▶ Instructions to follow:
Your answer should be the exact lines of the data below from the one containing "Target: eyeglasses" through the one containing "Put a marker on every instance of the man's"; please include nothing else.

▶ Given entries:
==================================================
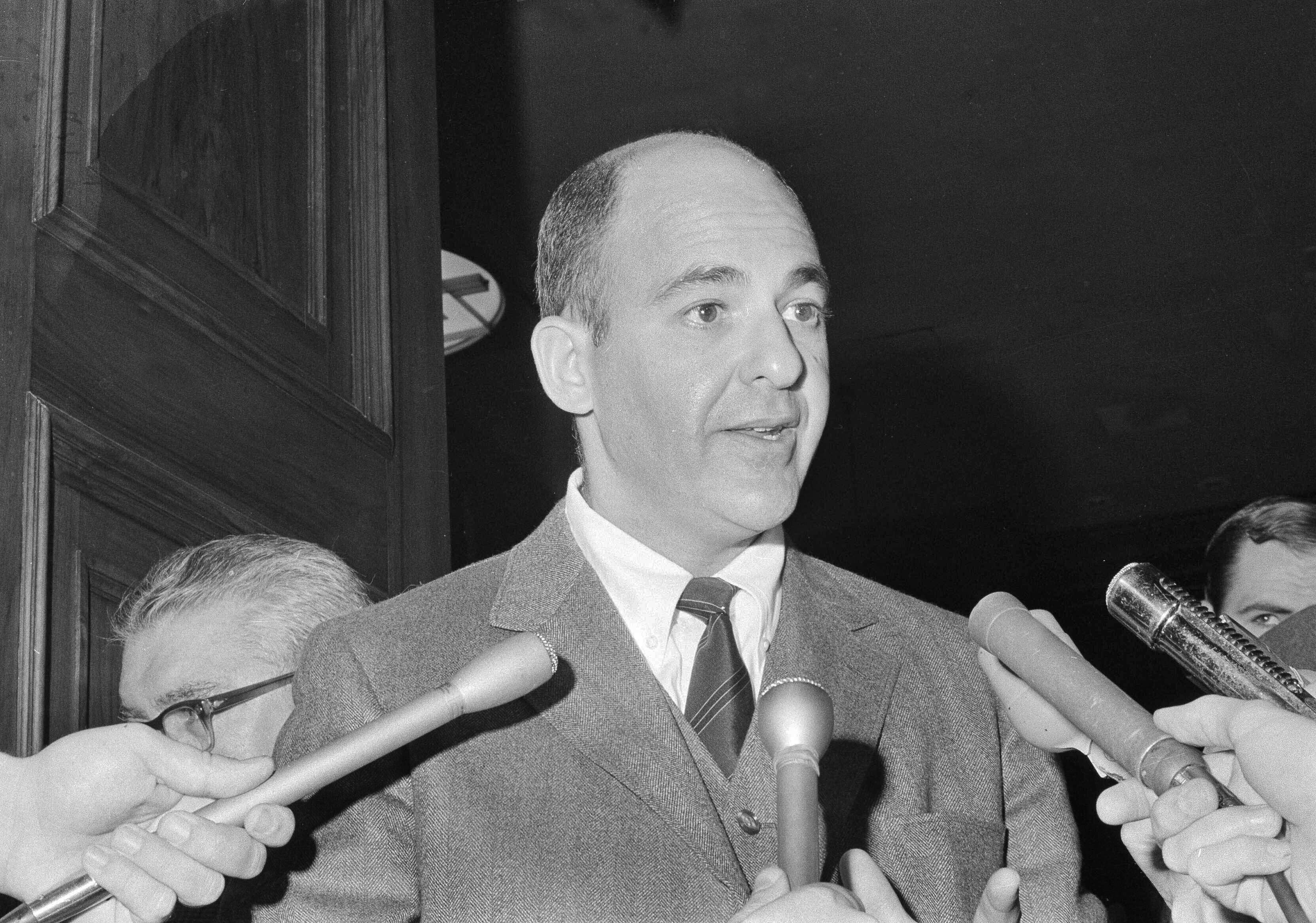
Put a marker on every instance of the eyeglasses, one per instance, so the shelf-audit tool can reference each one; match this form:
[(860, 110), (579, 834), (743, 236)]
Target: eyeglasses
[(191, 722)]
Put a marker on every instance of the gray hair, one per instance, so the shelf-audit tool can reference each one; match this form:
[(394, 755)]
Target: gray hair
[(568, 275), (286, 588), (1285, 520)]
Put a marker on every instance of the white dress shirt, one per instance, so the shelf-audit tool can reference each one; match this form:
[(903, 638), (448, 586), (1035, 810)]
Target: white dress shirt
[(645, 587)]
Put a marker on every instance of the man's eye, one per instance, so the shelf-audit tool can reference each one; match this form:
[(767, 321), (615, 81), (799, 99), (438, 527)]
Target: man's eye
[(706, 313), (805, 312)]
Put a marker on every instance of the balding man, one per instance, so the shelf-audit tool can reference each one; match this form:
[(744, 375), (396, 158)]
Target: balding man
[(212, 634), (685, 331)]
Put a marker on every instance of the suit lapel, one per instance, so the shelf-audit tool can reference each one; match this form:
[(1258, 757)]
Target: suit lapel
[(604, 699), (828, 636)]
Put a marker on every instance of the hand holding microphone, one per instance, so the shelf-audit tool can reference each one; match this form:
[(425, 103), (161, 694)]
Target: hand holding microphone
[(1099, 709), (502, 673)]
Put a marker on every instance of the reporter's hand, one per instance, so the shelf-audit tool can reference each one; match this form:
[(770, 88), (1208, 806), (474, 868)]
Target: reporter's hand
==================================================
▶ Expected output:
Target: eyeglasses
[(191, 722)]
Put a marker on every instance of the gray hair, one per instance, so the shelf-audit tool can reference each one; match this form:
[(394, 755)]
Target: gray hair
[(568, 275), (286, 588), (1285, 520)]
Put a marker on every instance of the white dress shirt, one per instance, so the shelf-audit tool can reference each one; match this form:
[(903, 638), (448, 586), (1035, 810)]
Target: white dress shirt
[(645, 587)]
Put a marker on every instance of the man's eye, one per instance, so the shelf-audit tool can reference each one; match this form:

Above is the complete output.